**BRIEF:** Copy the comment thread's passage starting with "None of the" and going on through "Is THAT possible???", swapping "Georgia" for "Alabama".

**TEXT FOR ANALYSIS:**
====

My dad is a history buff; he absolutely loves watching things about war aircraft and ships, and this video is one of his favorites. I don’t get the appeal because stuff like this-planes disappearing without a trace-terrifies me! 😅
Great work guys. Massive fan of this channel. How do i contact you? Was interested in acquiring the rights to a couple stories here? Do lemme know. thanks
I remember watching a documentary which featured Flight 19's disappearance, in which it was reported that they had indeed found at least one of the 'planes. Of course, it could well be that this programme was one of a series of such whose task was to debunk theories which fall outside the boundaries of accepted science. Whilst sceptical of all claims I am, also, possessed of an open mind because it is in my nature to accept all things as possible, without actually being credulous...
None of the planes have been found. There are two accepted theories. Run out of gas out in the Atlantic, or they ended somewhere in the Swamps in Georgia or Florida.
Andrew Gruffudd- So it's possible Satan, it is called the "Devil's Triangle" after all, intercepted them, and forced Flight #19 to land at his International Hellport? Is THAT possible???
i don't know if this has been said but 'pilot error' is simply that something went wrong that can't be determined and is not mechanical. It isn't nececssarily that the pilot flamingoed up
I thought I had seen a documentary where because of the effects of a strong magnetic force caused by where the triangle is in proportion to the earths magnetic field, it effected the planes instruments and caused disorientation for a brief time. And by the time they could shake themselves out of it, it was too late. And with the planes not floating in the water and going straight down, I believe the documentary said that due to how the water currents were in the triangle, caused the planes to sink down pretty quickly.
Disappearance of Valentich is another eerie one, a pilot was supposedly attacked and killed by a UFO. Last transmission was “it’s on me now, and it’s not an aircraft...”
What wasn't mentioned in this video but was mentioned on the "Unsolved Mysteries" segment was that at least one of the navigators said, if they'd just turn West, they'd make it home.
Kenneth Arnold didn’t encounter one flying saucer over Nevada during a training exercise, he encountered 9 silver craft with a scalloped rear edges flying in the Pacific Northwest (Oregon or Washington if memory serves) while on private flight that had nothing to do with the military. Whoever did the research got a few things wrong.

====

**SUPPLIED DATA:**
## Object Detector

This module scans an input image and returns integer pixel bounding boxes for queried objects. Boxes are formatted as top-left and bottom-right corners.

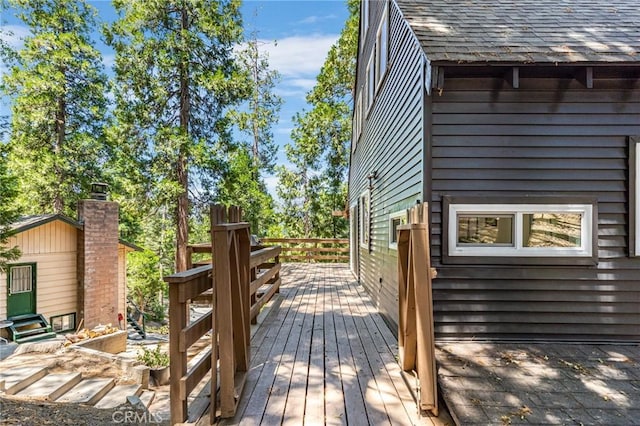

====

**TASK SOLUTION:**
None of the planes have been found. There are two accepted theories. Run out of gas out in the Atlantic, or they ended somewhere in the Swamps in Alabama or Florida.
Andrew Gruffudd- So it's possible Satan, it is called the "Devil's Triangle" after all, intercepted them, and forced Flight #19 to land at his International Hellport? Is THAT possible???